§ 抽出テキスト
○ ○ ○ ○ ○ ○ ○

まずは挨拶をして、一緒に課題に挑戦する仲間とコミュニケーションを取るのがオススメだよ!
課題のやり方は1つじゃないから、互いの意見を尊重しつつ、達成できるように頑張ってみてね!

《グラヌーゼの羽翼》 エリカ・エルオンタリエ (No 1) 2021-11-26 00:02:03
賢者・導師コースのエリカ・エルオンタリエよ。よろしくね。

《マルティナの恋人》 タスク・ジム (No 2) 2021-11-26 00:09:29
勇者・英雄コースのタスク・ジムです。よろしくお願いいたします。
校長先生のことも心配ですし、ドクトラとかいう人は何としても論破したい!
良い結果になるよう、みんなで頑張りましょう!

《マルティナの恋人》 タスク・ジム (No 3) 2021-11-26 19:13:29
取り急ぎ、ドクトラを論破する案をいくつか考えてみましたので、ご意見やブラッシュアップをいただければと思います。

○ ○ ○ ○ ○ ○ ○

§ データ抜粋
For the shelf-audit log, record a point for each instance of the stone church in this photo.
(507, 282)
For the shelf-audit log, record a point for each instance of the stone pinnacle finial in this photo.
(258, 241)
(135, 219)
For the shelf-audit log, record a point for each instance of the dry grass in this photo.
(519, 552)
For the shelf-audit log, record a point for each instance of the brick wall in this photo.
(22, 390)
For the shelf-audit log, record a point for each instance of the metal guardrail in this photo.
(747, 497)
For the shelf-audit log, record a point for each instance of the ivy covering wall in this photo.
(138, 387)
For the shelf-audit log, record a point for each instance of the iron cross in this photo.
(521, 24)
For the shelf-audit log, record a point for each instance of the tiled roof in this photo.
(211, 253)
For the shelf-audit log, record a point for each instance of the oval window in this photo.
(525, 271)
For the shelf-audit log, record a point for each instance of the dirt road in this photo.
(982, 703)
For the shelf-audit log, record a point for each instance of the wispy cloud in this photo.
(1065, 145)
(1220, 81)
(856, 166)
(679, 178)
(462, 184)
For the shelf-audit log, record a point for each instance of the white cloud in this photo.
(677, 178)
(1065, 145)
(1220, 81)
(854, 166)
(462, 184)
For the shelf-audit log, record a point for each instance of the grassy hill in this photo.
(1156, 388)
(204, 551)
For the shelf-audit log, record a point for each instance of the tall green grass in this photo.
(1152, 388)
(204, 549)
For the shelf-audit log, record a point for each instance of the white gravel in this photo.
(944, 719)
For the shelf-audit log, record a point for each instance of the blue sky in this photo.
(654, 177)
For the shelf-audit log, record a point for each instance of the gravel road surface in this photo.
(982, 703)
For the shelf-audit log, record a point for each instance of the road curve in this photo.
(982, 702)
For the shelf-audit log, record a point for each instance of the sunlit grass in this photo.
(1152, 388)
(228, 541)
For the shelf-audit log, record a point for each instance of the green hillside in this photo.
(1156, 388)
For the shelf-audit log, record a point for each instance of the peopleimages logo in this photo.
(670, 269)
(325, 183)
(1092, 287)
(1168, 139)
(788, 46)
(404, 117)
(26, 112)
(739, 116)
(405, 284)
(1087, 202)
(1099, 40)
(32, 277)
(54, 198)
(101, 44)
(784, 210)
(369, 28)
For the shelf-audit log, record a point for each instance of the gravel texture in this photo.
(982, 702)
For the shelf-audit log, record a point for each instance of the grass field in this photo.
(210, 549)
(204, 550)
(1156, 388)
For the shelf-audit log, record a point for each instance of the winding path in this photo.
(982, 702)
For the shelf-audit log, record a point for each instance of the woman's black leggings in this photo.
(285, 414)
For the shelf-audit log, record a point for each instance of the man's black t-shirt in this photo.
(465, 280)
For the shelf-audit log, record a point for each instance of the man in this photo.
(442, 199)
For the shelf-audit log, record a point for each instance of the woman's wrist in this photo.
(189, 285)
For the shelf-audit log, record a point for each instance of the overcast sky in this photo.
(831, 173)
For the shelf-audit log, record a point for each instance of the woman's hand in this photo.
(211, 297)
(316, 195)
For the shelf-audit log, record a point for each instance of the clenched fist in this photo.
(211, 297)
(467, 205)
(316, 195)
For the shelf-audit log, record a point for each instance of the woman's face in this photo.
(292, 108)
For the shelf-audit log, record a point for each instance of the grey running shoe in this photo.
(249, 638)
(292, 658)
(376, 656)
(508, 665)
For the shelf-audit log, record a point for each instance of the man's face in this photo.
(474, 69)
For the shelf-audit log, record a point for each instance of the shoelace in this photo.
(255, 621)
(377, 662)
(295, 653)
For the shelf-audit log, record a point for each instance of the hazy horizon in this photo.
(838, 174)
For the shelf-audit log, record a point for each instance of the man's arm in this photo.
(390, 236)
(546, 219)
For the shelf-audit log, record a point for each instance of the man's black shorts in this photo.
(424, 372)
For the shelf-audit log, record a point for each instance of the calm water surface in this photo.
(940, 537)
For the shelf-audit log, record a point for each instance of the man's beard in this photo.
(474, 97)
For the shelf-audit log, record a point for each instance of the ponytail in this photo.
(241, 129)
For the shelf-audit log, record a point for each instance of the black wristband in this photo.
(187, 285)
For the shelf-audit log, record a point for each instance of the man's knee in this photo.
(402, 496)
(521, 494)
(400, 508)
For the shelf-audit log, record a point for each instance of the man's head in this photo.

○ ○ ○ ○ ○ ○ ○

§ 課題一覧
A) 掲示板の書き込みを2文で要約してください。
B) 掲示板の書き込みを、最後の投稿の後から書き継いでください。
レコードは、掲示板の書き込みとは別個の資料です。

§ 期待される出力
A) 冒頭では、まず挨拶をして仲間とコミュニケーションを取ることが勧められ、課題のやり方は1つではないため、互いの意見を尊重しつつ達成を目指すよう呼びかけられています。続いて賢者・導師コースのエリカ・エルオンタリエと勇者・英雄コースのタスク・ジムが挨拶し、タスク・ジムは校長先生を心配しつつドクトラを論破したいと述べ、論破の案をいくつか考えたとして意見やブラッシュアップを求めています。

B)
(1)進化論
適者生存というけど恐竜(←世界観補正必要)は滅びた。
最強の捕食者たる彼らは氷河期(←世界観補正必要)を生き延びられず、彼らより弱い被食者たる小動物は生き延びた。
魔王とそれに連なるあなた方は、食べるしかないゆえほろんだ恐竜(←以下略)と同じ道をたどろうとしている。
そんなことも分からないなんてドクトラ(博士)の名が聞いてあきれますね!

(2)当方の説話
東方の説話でこんなものがあります。
神は長すぎる匙を天国と地獄に与えたが、天国は満たされ地獄は飢えた。
何故か。
前者はお互い食べさせることでお互いを満たし、後者はそれをしなかったから。
恐怖と暴力で奪うしかない魔王とそれに連なるあなた方は(略)
そんなことも分からないなんてドクトラの名が(略)

(3)「【天遣】諦観天使は世界平和を願う」を踏まえて
魔王の正体が分かりました。
魔王はこの世界の生物が抱く恐怖が実体化したもの。
あなた方の目論見は僕達を分断し出来るだけ孤独にさせ恐怖をあおること。
それが分かったからには、あとは逆を行けば良いだけ。
僕たちは団結し、手を取り合って恐怖を乗り越える。
あなた方の目論見通りには決してならない!

《勇者のライセンサー》 フィリン・スタンテッド (No 4) 2021-11-26 22:51:21
勇者・英雄コースのフィリンよ。よろしく。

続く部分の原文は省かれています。